(Source data)

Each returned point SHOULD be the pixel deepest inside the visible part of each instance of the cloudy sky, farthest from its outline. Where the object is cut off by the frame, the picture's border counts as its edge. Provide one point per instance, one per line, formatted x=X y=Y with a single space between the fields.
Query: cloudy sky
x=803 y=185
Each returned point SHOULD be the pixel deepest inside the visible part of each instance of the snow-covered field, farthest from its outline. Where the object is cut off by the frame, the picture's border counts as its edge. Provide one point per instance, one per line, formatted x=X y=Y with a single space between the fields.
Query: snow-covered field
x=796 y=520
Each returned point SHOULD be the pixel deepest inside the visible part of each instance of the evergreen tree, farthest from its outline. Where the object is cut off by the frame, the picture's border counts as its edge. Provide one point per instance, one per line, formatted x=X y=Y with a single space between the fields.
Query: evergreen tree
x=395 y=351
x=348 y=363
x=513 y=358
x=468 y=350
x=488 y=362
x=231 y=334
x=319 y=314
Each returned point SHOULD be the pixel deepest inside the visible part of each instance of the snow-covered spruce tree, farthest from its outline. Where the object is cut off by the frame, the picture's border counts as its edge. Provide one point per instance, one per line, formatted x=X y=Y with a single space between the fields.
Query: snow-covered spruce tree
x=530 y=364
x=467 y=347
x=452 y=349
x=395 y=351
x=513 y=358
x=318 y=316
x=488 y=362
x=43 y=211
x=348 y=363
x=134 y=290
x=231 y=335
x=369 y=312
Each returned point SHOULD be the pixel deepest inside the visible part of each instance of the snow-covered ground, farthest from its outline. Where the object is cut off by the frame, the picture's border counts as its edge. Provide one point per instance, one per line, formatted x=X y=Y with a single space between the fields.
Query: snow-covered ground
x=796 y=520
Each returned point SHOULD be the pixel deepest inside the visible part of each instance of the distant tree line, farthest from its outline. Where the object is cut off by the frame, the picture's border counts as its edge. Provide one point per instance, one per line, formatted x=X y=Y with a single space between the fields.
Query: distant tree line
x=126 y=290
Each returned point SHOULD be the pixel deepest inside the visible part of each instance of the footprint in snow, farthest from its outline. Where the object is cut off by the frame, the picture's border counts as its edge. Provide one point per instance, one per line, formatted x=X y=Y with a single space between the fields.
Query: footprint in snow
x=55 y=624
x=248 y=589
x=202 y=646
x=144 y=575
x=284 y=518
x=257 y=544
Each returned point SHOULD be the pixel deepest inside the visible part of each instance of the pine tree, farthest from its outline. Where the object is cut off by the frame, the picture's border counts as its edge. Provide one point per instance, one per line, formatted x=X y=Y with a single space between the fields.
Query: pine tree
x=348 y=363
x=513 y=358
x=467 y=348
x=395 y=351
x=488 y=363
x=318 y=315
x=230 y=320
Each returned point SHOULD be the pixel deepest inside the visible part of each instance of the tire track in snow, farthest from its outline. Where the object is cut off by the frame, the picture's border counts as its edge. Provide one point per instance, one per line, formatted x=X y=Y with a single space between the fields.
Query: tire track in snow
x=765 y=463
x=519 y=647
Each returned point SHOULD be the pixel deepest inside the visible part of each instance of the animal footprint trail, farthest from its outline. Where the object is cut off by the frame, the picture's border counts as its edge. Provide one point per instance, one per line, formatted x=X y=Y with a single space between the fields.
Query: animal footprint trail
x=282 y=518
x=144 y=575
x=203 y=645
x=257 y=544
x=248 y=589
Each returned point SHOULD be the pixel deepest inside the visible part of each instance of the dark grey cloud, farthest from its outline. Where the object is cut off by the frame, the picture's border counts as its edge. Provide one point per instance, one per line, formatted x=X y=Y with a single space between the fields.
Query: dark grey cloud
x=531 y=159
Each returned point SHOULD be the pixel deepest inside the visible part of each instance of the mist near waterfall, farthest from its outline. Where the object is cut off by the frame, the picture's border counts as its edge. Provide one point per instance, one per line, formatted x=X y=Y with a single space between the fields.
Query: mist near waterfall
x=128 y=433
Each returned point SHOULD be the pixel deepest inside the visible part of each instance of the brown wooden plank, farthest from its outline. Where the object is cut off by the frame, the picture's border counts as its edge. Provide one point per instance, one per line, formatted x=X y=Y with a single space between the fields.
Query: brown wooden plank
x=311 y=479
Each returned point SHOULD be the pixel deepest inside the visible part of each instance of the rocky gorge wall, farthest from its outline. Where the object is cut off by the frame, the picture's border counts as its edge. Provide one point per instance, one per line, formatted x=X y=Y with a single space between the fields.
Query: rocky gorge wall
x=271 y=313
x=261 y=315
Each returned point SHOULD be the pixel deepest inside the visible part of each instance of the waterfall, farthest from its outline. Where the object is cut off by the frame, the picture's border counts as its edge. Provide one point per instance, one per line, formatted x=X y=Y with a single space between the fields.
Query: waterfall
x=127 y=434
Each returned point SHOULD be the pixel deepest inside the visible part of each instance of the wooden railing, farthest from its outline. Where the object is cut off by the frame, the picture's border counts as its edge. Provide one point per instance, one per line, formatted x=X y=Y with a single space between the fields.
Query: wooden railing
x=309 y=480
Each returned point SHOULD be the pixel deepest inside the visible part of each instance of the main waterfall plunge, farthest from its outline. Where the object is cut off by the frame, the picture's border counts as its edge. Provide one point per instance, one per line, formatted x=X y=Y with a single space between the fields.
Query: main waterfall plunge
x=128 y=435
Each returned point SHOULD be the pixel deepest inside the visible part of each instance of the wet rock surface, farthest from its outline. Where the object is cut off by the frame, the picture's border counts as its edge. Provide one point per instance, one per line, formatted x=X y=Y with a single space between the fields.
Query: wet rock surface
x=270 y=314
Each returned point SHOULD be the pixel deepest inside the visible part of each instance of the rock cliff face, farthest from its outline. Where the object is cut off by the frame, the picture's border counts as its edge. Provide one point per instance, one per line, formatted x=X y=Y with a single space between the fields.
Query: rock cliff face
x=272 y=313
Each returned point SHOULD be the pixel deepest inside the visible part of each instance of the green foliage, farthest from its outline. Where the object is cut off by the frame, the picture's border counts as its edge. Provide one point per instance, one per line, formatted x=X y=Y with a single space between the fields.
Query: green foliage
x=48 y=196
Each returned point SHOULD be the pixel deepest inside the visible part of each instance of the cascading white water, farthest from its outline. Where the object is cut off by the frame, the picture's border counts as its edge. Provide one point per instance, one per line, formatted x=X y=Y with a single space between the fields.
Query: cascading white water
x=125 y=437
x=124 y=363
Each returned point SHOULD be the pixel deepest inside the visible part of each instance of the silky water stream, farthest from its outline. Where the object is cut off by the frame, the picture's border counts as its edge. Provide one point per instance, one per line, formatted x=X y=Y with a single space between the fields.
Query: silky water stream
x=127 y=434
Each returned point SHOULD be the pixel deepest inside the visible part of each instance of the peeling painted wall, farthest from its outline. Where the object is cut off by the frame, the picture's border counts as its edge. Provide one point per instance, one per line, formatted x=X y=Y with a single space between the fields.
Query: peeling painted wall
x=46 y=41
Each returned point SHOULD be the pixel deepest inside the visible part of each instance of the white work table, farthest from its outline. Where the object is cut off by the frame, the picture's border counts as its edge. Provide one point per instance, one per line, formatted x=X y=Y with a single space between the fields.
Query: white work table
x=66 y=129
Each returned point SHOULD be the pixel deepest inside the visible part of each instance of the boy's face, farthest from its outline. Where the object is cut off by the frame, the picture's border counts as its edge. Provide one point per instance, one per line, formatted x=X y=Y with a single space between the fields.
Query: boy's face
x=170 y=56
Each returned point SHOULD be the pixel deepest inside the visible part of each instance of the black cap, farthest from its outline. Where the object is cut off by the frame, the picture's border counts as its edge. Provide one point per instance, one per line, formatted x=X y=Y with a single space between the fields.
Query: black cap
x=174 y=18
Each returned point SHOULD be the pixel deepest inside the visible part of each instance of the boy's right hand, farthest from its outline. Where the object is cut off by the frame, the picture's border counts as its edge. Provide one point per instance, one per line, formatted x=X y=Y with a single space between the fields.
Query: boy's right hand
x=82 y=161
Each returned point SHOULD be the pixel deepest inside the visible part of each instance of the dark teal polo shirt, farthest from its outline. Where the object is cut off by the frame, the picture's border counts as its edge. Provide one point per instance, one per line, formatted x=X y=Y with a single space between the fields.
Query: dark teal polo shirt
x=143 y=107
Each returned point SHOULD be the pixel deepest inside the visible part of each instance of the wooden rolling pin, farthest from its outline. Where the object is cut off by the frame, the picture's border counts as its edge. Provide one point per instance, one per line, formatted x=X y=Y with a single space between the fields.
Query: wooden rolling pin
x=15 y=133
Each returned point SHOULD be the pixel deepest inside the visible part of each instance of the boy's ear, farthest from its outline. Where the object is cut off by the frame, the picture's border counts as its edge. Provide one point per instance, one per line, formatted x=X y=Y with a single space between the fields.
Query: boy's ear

__Task statement__:
Set down exactly the line that holds "the wooden rolling" and all lines after it to the end of the data.

__Output of the exercise__:
Each returned point SHOULD be the pixel deepest inside the visible part of each instance of the wooden rolling pin, farthest from its outline. Where the object is cut off by the frame, the picture's border counts as its edge. Provide one point per instance, one per line, formatted x=X y=Y with a single space between the fields.
Query: wooden rolling pin
x=15 y=133
Each returned point SHOULD be the pixel deepest inside the visible part of each instance of the boy's ear, farthest from its outline. Where the object is cut off by the frame, the picture's border counts as its edge. Provide one point per instance, one per line, formatted x=X y=Y with a single space between the fields.
Query: boy's ear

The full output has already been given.